### DATA SHOWN
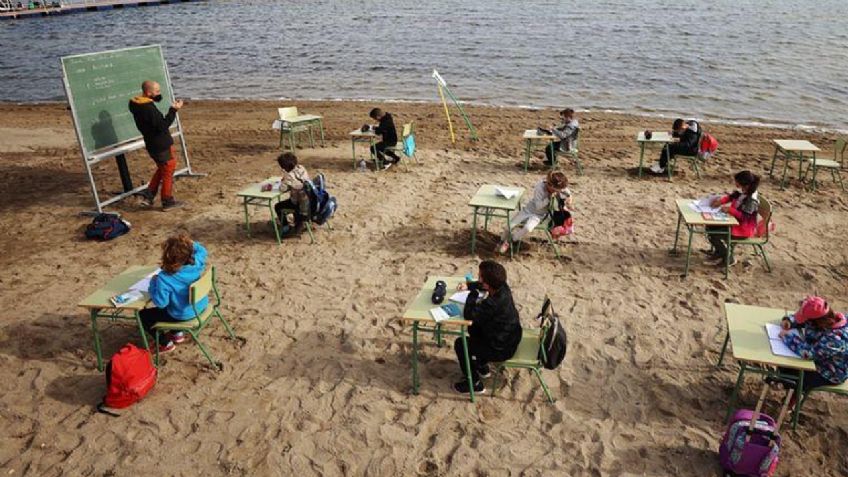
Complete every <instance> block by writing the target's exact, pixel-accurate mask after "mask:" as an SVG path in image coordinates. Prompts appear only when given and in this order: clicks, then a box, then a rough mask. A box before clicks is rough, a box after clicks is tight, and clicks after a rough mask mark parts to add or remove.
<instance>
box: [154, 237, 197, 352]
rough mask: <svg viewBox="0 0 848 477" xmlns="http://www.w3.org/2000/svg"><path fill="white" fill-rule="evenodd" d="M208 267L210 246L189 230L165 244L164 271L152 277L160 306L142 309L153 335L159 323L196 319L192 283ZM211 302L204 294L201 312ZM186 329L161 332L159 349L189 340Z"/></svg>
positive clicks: (165, 350)
mask: <svg viewBox="0 0 848 477" xmlns="http://www.w3.org/2000/svg"><path fill="white" fill-rule="evenodd" d="M205 269H206V249H205V248H203V245H200V244H199V243H198V242H194V241H192V240H191V237H189V236H188V234H179V235H177V236H175V237H171V238H169V239H168V240H166V241H165V243H163V244H162V271H161V272H159V273H158V274H157V275H155V276H154V277H153V279H151V280H150V288H149V293H150V301H152V302H153V304H154V305H155V306H156V308H147V309H144V310H142V311H141V314H140V315H141V323H142V326H143V327H144V330H145V331H147V332H148V333H149V334H151V335H153V334H154V333H153V332H152V327H153V325H155V324H156V323H162V322H177V321H186V320H191V319H194V317H195V310H194V307H192V305H191V299H190V297H189V287H191V284H192V283H194V282H196V281H197V280H198V279H199V278H200V276H201V275H202V274H203V272H204V270H205ZM208 304H209V299H208V298H207V297H204V298H203V299H202V300H201V301H199V302H198V303H197V313H202V312H203V310H205V309H206V306H207V305H208ZM185 339H186V338H185V336H184V334H183V333H181V332H179V333H163V334H160V335H159V343H158V345H159V352H160V353H161V352H166V351H171V350H173V349H174V348H175V344H176V343H182V342H183V341H185Z"/></svg>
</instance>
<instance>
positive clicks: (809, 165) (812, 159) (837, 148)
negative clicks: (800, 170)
mask: <svg viewBox="0 0 848 477" xmlns="http://www.w3.org/2000/svg"><path fill="white" fill-rule="evenodd" d="M846 148H848V141H846V140H845V139H843V138H838V139H837V140H836V141H834V143H833V160H830V159H816V160H815V161H814V160H813V158H808V159H807V171H806V172H804V177H805V178H806V177H807V174H809V172H810V168H812V169H813V179H812V180H813V182H812V188H813V190H815V189H816V172H818V170H819V169H826V170H829V171H830V177H832V178H833V182H839V186H840V187H842V191H843V192H844V191H845V183H844V182H842V171H843V169H845V149H846Z"/></svg>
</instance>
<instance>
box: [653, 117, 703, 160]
mask: <svg viewBox="0 0 848 477" xmlns="http://www.w3.org/2000/svg"><path fill="white" fill-rule="evenodd" d="M671 129H672V130H671V136H672V137H676V138H678V139H679V141H677V142H673V143H670V144H666V145H665V147H663V150H662V151H661V152H660V160H659V162H657V163H655V164H654V165H652V166H651V169H650V170H651V172H653V173H654V174H665V169H666V167H668V160H669V159H671V158H672V157H674V156H676V155H678V154H681V155H685V156H695V155H697V154H698V139H699V138H700V137H701V125H700V124H698V121H695V120H694V119H690V120H689V121H684V120H683V119H681V118H677V119H675V120H674V124H672V126H671Z"/></svg>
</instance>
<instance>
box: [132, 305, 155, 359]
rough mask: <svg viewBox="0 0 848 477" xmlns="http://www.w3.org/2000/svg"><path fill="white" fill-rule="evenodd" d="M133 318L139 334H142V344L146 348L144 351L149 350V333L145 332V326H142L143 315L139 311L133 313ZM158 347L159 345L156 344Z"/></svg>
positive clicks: (134, 311) (141, 336)
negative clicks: (137, 329)
mask: <svg viewBox="0 0 848 477" xmlns="http://www.w3.org/2000/svg"><path fill="white" fill-rule="evenodd" d="M133 316H134V317H135V322H136V324H137V325H138V332H139V333H140V334H141V344H142V346H144V349H147V350H149V349H150V344H149V343H148V341H147V333H145V332H144V326H142V324H141V314H140V313H139V312H138V311H134V312H133ZM156 345H157V346H158V345H159V343H156Z"/></svg>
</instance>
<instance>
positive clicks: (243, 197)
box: [242, 197, 250, 237]
mask: <svg viewBox="0 0 848 477" xmlns="http://www.w3.org/2000/svg"><path fill="white" fill-rule="evenodd" d="M242 199H243V200H244V228H245V229H247V236H248V237H250V213H249V212H248V210H247V197H242Z"/></svg>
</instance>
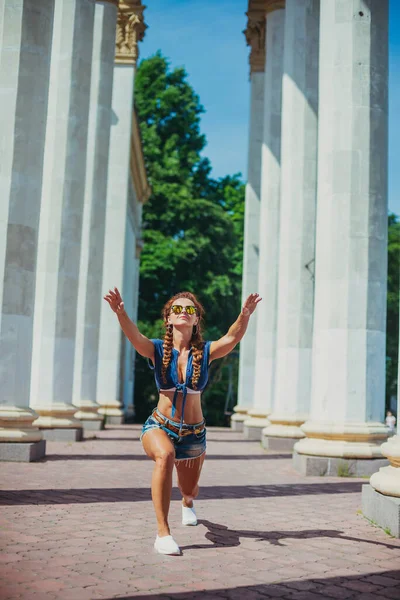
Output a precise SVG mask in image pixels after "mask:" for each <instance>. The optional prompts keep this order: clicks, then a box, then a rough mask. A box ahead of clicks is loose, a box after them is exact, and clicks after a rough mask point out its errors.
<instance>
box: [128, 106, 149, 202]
mask: <svg viewBox="0 0 400 600" xmlns="http://www.w3.org/2000/svg"><path fill="white" fill-rule="evenodd" d="M130 167H131V177H132V183H133V187H134V189H135V193H136V198H137V199H138V201H139V202H141V203H142V204H144V203H145V202H147V200H148V199H149V198H150V195H151V187H150V185H149V182H148V180H147V173H146V166H145V164H144V156H143V149H142V139H141V137H140V129H139V121H138V117H137V113H136V109H134V111H133V115H132V133H131V159H130Z"/></svg>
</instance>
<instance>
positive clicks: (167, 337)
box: [161, 325, 174, 383]
mask: <svg viewBox="0 0 400 600" xmlns="http://www.w3.org/2000/svg"><path fill="white" fill-rule="evenodd" d="M173 332H174V328H173V327H172V325H167V328H166V331H165V335H164V343H163V349H164V354H163V362H162V367H161V376H162V380H163V382H164V383H167V369H168V365H169V363H170V362H171V358H172V347H173V341H174V333H173Z"/></svg>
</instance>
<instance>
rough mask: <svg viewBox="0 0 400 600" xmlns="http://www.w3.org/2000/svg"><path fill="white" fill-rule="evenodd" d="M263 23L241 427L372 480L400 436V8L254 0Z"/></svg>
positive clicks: (252, 84) (239, 421) (257, 100)
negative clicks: (389, 148) (394, 319)
mask: <svg viewBox="0 0 400 600" xmlns="http://www.w3.org/2000/svg"><path fill="white" fill-rule="evenodd" d="M247 16H248V25H247V29H246V32H245V34H246V39H247V43H248V45H249V46H250V48H251V53H250V71H251V72H250V79H251V115H250V138H249V167H248V183H247V189H246V214H245V228H246V231H245V248H244V257H245V258H244V279H243V296H246V295H247V294H248V293H249V292H250V291H255V290H257V291H258V292H259V293H260V294H261V296H262V297H263V302H262V303H261V304H260V306H259V309H258V310H257V313H258V314H257V317H256V319H255V321H254V323H253V324H252V327H253V329H252V330H251V331H249V334H248V335H247V336H246V337H245V339H244V340H243V342H242V345H241V358H240V375H239V380H240V383H239V399H238V406H237V407H236V411H235V414H234V415H233V417H232V427H233V428H235V429H240V430H243V431H244V435H245V436H246V437H247V438H251V439H260V440H262V442H263V444H264V446H265V447H266V448H272V449H281V450H283V449H286V450H291V449H293V448H294V457H295V464H296V466H297V468H299V469H300V470H302V471H303V472H306V473H311V472H313V473H317V472H321V473H322V472H324V473H326V472H329V471H330V472H332V473H334V472H337V469H338V468H339V467H338V465H342V464H343V461H348V462H347V463H346V464H347V466H348V467H349V468H350V466H349V465H350V464H351V469H353V470H354V469H355V470H357V472H359V473H364V474H366V473H372V472H374V471H375V470H377V469H378V467H379V465H380V464H383V463H382V461H383V460H384V459H383V456H382V451H381V444H382V442H384V441H385V440H386V438H387V435H388V432H387V429H386V427H385V426H384V425H383V420H384V418H383V417H384V405H385V341H386V340H385V338H386V286H387V264H386V263H387V136H388V125H387V117H388V2H387V1H386V0H383V1H380V0H379V1H375V0H349V2H341V1H339V0H332V2H320V1H319V0H286V2H284V1H283V0H250V1H249V4H248V13H247ZM380 461H381V462H380ZM341 468H342V467H341Z"/></svg>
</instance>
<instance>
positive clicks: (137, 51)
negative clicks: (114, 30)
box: [115, 0, 147, 66]
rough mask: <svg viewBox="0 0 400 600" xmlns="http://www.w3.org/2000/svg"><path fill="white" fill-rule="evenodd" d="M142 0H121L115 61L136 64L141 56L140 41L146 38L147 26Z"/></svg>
mask: <svg viewBox="0 0 400 600" xmlns="http://www.w3.org/2000/svg"><path fill="white" fill-rule="evenodd" d="M145 8H146V7H145V6H143V4H142V3H141V0H120V2H119V5H118V18H117V36H116V41H115V62H116V63H119V64H128V65H133V66H135V65H136V62H137V59H138V57H139V48H138V43H139V42H141V41H142V39H143V38H144V32H145V30H146V28H147V25H146V24H145V22H144V20H143V11H144V9H145Z"/></svg>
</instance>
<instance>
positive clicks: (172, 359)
mask: <svg viewBox="0 0 400 600" xmlns="http://www.w3.org/2000/svg"><path fill="white" fill-rule="evenodd" d="M151 341H152V342H153V344H154V363H155V364H154V366H153V364H152V362H151V360H150V359H149V361H148V363H149V367H150V368H151V369H153V370H154V378H155V381H156V385H157V389H158V391H160V390H169V389H170V388H175V393H174V398H173V401H172V417H174V416H175V412H176V401H177V398H178V393H179V392H182V416H181V422H180V427H182V425H183V416H184V412H185V404H186V396H187V392H188V389H189V390H193V385H192V377H193V356H192V348H191V349H190V350H189V356H188V362H187V367H186V378H185V381H184V382H183V383H181V382H180V381H179V378H178V356H179V352H178V350H175V348H172V356H171V361H170V363H169V365H168V368H167V372H166V381H165V382H164V381H163V378H162V370H161V369H162V359H163V356H164V348H163V343H164V342H163V340H158V339H156V340H155V339H153V340H151ZM210 345H211V342H205V343H204V347H203V357H202V360H201V370H200V377H199V380H198V382H197V386H196V390H195V391H196V392H202V391H203V390H204V388H205V387H206V385H207V382H208V370H209V364H208V363H209V360H210Z"/></svg>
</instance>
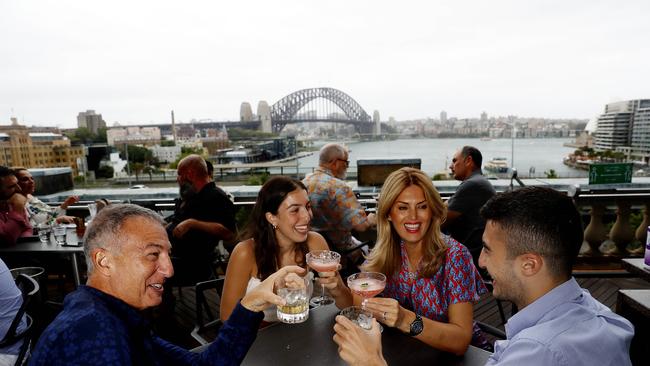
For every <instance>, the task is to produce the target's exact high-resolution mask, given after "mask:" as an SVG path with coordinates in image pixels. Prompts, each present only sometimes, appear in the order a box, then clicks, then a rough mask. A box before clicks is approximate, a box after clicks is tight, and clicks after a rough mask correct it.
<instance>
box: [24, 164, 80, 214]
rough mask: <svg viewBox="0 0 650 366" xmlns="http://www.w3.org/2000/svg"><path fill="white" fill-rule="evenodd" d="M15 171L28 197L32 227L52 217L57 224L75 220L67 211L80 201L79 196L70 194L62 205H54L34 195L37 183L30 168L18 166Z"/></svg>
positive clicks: (61, 204) (29, 210) (28, 211)
mask: <svg viewBox="0 0 650 366" xmlns="http://www.w3.org/2000/svg"><path fill="white" fill-rule="evenodd" d="M14 172H15V173H16V178H18V185H19V186H20V189H21V190H22V194H23V195H24V196H25V197H27V204H26V205H25V209H26V211H27V216H28V217H29V222H30V223H31V225H32V227H36V226H37V225H38V224H43V223H49V222H50V221H52V219H54V221H55V222H56V223H57V224H58V223H61V222H65V223H72V222H74V217H72V216H66V214H65V211H66V210H67V209H68V206H70V205H72V204H74V203H76V202H78V201H79V197H77V196H70V197H68V198H66V199H65V201H63V203H62V204H61V206H59V207H52V206H50V205H48V204H47V203H45V202H43V201H41V200H39V199H38V198H36V197H35V196H34V190H35V189H36V185H35V184H34V178H33V177H32V174H31V173H30V172H29V170H27V169H25V168H17V169H14Z"/></svg>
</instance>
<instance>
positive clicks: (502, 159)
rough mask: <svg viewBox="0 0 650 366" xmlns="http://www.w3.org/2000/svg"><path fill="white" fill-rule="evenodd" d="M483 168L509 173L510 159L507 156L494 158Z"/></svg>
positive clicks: (485, 168) (498, 171)
mask: <svg viewBox="0 0 650 366" xmlns="http://www.w3.org/2000/svg"><path fill="white" fill-rule="evenodd" d="M483 168H484V169H485V170H487V171H488V172H492V173H507V172H508V169H509V168H508V160H507V159H506V158H494V159H492V160H490V161H488V162H487V163H486V164H485V165H484V166H483Z"/></svg>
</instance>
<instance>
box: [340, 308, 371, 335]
mask: <svg viewBox="0 0 650 366" xmlns="http://www.w3.org/2000/svg"><path fill="white" fill-rule="evenodd" d="M341 315H343V316H344V317H346V318H348V319H350V321H352V322H353V323H355V324H356V325H358V326H360V327H361V328H363V329H365V330H370V329H372V313H371V312H369V311H366V310H363V309H362V308H361V307H359V306H350V307H347V308H345V309H343V310H341Z"/></svg>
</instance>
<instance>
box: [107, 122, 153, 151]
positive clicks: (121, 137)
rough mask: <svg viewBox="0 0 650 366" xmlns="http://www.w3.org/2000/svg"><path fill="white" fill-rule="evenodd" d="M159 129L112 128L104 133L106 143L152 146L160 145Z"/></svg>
mask: <svg viewBox="0 0 650 366" xmlns="http://www.w3.org/2000/svg"><path fill="white" fill-rule="evenodd" d="M160 136H161V134H160V128H158V127H139V126H130V127H112V128H110V129H108V130H107V131H106V142H107V143H108V145H109V146H115V145H123V144H128V145H143V146H154V145H159V144H160Z"/></svg>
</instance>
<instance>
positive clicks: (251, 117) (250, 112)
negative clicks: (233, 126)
mask: <svg viewBox="0 0 650 366" xmlns="http://www.w3.org/2000/svg"><path fill="white" fill-rule="evenodd" d="M254 120H255V117H254V116H253V109H252V108H251V104H250V103H248V102H242V104H241V106H240V107H239V121H240V122H250V121H254Z"/></svg>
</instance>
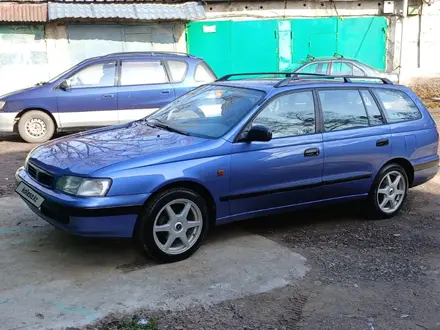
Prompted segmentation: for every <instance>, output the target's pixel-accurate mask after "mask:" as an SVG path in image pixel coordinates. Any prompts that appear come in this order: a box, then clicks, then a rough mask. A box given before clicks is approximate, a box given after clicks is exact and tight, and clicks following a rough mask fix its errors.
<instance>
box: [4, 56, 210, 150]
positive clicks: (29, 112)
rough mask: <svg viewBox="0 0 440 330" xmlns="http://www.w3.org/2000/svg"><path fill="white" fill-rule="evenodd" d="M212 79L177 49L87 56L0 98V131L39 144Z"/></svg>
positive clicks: (159, 99) (176, 93) (208, 66)
mask: <svg viewBox="0 0 440 330" xmlns="http://www.w3.org/2000/svg"><path fill="white" fill-rule="evenodd" d="M215 79H217V78H216V76H215V74H214V73H213V72H212V70H211V68H210V67H209V66H208V64H206V63H205V62H204V61H203V60H202V59H200V58H196V57H194V56H191V55H187V54H182V53H165V52H154V53H153V52H141V53H117V54H110V55H106V56H101V57H95V58H90V59H87V60H85V61H83V62H81V63H79V64H77V65H75V66H74V67H72V68H71V69H69V70H67V71H66V72H64V73H62V74H60V75H59V76H57V77H55V78H53V79H52V80H50V81H48V82H43V83H40V84H38V85H37V86H34V87H32V88H28V89H25V90H21V91H17V92H13V93H10V94H7V95H3V96H0V132H18V133H19V134H20V136H21V137H22V138H23V139H24V140H25V141H27V142H31V143H41V142H46V141H48V140H50V139H51V138H52V136H53V135H54V133H55V132H56V131H63V130H64V131H65V130H81V129H84V128H86V127H89V128H90V127H101V126H107V125H117V124H123V123H127V122H130V121H133V120H137V119H140V118H143V117H145V116H146V115H148V114H150V113H152V112H153V111H155V110H157V109H159V108H161V107H163V106H164V105H166V104H168V103H170V102H171V101H173V100H174V99H176V98H177V97H179V96H181V95H183V94H185V93H186V92H188V91H190V90H191V89H194V88H196V87H198V86H200V85H202V84H204V83H208V82H212V81H214V80H215Z"/></svg>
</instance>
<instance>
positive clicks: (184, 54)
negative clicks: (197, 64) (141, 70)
mask: <svg viewBox="0 0 440 330" xmlns="http://www.w3.org/2000/svg"><path fill="white" fill-rule="evenodd" d="M117 55H152V56H156V55H179V56H187V57H194V56H192V55H191V54H188V53H181V52H164V51H146V52H142V51H140V52H119V53H111V54H107V55H104V56H105V57H110V56H117Z"/></svg>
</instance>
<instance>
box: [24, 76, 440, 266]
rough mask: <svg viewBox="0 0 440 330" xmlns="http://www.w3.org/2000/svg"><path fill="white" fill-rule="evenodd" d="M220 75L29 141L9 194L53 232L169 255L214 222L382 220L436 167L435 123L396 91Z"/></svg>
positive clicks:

### WHAT NEEDS TO BE DONE
Show each line of the records above that contains the word "approximate", copying every such line in full.

### EXPECTED ANSWER
For every <instance>, the task is to produce the target's exact high-resolution mask, given after "mask:" as an SVG path with coordinates in image pixels. Prompts, each present only sometimes, appear in the order a box, then clicks, then a rough mask. A box before clicks is approximate, a box after clicks is tight, and clicks after a rough mask correct it.
Prompted segmentation: for every <instance>, output the target's pixel-accurate mask after "mask:" as an SVG path in image pixel coordinates. Any prompts that appear come in this order: a box, then clicks, then a rough mask. A box given before clicks is approximate, a box given after clicks is exact and tight, and clicks following a rough mask fix its errors.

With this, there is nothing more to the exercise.